**DATASET RECORDS**.
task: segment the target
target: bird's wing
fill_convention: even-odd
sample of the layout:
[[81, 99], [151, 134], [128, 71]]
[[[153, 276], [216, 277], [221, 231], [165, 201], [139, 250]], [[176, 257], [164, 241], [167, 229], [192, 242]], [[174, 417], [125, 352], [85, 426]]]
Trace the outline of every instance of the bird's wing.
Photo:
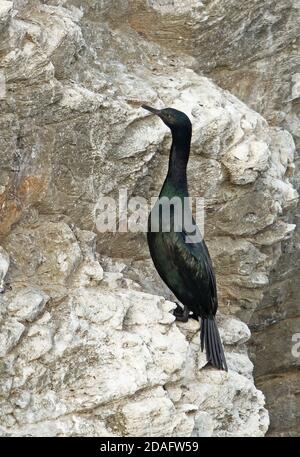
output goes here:
[[190, 242], [191, 237], [186, 231], [168, 235], [165, 242], [186, 286], [191, 287], [192, 295], [199, 297], [199, 306], [204, 313], [214, 315], [218, 308], [217, 286], [204, 240]]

**TASK REQUIREMENTS**.
Could you copy every one of the records above word for word, leaving the pictures out?

**ANSWER TO THE EXERCISE**.
task: segment the target
target: bird's wing
fill_convention: even-odd
sample of the layout:
[[81, 99], [151, 134], [128, 71]]
[[[153, 276], [216, 277], [221, 231], [165, 201], [139, 250]], [[176, 257], [164, 241], [167, 229], [192, 242]], [[174, 417], [125, 352], [85, 426]]]
Trace the outline of every instance of the bird's wing.
Photo:
output goes here:
[[190, 242], [191, 237], [186, 231], [168, 235], [165, 242], [186, 286], [191, 287], [192, 295], [199, 297], [199, 306], [204, 313], [214, 315], [218, 308], [217, 286], [204, 240]]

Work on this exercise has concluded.